[EXERCISE DESCRIPTION]
Reproduce verbatim the final portion of the material below, from the line containing "Teacher note: indicate the weathered" through its last line, and nothing else.

[GIVEN INFORMATION]

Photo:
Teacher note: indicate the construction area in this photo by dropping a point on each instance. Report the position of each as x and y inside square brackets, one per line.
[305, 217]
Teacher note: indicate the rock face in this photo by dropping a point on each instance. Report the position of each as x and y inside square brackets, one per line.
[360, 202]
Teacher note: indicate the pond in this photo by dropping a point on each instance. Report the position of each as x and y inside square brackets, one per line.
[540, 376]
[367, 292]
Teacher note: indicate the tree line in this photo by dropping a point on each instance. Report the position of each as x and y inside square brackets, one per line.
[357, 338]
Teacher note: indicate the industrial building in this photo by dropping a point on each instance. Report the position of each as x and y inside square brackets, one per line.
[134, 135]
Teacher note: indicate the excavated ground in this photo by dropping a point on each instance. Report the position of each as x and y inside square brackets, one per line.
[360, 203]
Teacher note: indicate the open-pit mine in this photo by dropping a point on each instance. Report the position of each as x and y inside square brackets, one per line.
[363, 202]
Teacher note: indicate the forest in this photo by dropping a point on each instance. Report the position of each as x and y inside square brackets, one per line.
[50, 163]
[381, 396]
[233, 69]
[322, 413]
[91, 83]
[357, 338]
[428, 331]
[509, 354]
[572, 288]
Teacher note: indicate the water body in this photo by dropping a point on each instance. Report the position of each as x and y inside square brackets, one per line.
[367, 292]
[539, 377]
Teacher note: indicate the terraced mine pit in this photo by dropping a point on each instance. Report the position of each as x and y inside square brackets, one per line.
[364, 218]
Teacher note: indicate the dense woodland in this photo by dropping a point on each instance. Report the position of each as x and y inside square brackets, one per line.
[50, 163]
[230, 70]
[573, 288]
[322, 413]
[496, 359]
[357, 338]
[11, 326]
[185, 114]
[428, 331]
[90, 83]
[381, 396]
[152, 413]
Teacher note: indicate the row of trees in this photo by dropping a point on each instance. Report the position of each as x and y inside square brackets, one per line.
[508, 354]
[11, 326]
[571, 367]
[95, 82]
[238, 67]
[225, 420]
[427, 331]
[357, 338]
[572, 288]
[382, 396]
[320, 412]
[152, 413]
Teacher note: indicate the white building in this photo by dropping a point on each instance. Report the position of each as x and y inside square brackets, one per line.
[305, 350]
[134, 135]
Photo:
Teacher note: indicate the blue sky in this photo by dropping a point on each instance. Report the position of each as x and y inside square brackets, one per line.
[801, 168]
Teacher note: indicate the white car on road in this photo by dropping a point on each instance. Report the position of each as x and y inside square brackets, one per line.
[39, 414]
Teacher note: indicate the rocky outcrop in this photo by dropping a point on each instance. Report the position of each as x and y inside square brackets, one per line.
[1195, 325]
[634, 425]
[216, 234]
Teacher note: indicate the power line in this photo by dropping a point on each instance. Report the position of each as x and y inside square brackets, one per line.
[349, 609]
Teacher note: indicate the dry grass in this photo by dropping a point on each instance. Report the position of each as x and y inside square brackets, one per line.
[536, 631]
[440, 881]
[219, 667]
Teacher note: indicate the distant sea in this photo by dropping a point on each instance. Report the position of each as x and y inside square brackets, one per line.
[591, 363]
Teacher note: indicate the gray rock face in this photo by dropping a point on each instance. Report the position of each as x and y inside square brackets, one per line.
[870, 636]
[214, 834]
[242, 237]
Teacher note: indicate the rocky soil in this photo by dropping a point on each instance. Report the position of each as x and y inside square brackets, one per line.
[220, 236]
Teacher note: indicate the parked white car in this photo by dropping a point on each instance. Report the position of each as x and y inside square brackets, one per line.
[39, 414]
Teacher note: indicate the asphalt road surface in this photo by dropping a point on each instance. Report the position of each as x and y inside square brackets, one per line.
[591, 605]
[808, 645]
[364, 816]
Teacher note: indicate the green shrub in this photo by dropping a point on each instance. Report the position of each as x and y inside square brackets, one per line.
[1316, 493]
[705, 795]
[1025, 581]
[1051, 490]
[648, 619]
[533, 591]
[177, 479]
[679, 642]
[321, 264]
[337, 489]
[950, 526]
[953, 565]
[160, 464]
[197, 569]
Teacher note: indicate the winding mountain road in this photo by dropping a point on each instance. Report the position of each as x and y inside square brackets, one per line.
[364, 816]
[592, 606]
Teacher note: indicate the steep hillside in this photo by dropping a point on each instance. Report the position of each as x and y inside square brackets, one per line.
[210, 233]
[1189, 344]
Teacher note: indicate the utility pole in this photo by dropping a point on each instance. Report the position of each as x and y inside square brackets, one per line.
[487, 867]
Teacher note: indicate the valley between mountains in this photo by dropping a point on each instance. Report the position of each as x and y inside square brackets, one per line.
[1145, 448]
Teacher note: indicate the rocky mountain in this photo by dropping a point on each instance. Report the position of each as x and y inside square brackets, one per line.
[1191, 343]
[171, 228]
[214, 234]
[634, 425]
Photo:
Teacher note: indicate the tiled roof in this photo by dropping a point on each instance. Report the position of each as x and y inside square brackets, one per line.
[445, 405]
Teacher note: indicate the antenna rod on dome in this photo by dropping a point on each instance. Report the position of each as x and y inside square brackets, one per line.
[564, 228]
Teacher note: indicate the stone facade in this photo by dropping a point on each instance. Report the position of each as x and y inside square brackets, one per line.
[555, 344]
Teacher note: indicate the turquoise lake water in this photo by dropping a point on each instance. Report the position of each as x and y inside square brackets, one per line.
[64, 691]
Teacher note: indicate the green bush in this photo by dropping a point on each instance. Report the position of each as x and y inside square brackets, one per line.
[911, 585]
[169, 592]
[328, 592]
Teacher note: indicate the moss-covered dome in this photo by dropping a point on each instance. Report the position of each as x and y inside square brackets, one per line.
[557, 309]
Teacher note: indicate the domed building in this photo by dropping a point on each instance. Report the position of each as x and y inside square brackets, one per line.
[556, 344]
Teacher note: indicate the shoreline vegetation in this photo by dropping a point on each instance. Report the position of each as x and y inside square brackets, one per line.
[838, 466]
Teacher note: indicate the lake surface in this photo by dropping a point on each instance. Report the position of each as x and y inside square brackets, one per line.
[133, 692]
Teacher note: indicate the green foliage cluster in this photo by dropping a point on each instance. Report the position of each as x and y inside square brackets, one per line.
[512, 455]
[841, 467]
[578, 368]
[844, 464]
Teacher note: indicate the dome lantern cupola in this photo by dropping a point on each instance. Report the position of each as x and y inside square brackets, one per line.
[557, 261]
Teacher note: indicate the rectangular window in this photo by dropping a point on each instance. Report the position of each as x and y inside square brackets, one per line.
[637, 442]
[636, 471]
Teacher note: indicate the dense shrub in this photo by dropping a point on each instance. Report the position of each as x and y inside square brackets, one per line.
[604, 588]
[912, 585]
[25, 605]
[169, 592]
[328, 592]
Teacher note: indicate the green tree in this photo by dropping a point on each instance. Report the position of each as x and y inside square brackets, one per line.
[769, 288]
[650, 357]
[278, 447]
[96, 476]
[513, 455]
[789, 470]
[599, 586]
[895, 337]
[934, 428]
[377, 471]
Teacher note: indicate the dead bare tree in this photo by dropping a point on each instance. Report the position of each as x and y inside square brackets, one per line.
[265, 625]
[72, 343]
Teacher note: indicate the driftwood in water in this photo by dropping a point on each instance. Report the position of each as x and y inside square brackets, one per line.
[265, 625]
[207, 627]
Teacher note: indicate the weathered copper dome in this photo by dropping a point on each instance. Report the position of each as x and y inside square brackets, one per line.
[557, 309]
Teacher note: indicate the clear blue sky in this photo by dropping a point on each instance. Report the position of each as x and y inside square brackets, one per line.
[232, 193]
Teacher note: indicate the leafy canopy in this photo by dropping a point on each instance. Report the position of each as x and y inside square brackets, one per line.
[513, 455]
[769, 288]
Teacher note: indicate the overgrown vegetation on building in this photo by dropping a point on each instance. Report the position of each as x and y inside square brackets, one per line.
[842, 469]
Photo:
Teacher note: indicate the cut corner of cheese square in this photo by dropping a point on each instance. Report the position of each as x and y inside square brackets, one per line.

[REPLY TO THE EXERCISE]
Teacher note: indicate the weathered copper dome in this photo by dropping a point on each instance. Report the position of each as x and y inside square brackets, one per line.
[557, 309]
Teacher note: indicate the clear blue sky in this photo by dropping a point on each instance. Report the position of each as x and y inside square brackets, one per line.
[232, 193]
Teacher note: indicate the leafy canopy in this photo by dropping a point on each instance. Report the position of each as x and y inside square brackets, one per line.
[513, 455]
[769, 288]
Teacher note: indicate the overgrown vegetation on building in this photo by dropping a point on each instance. Report the position of each as x and y inside square brackets, one per line.
[842, 469]
Photo:
Teacher note: indicate the cut corner of cheese square in this photo by dropping a point on each instance. Report the position of each as x and y inside square brackets, one per line.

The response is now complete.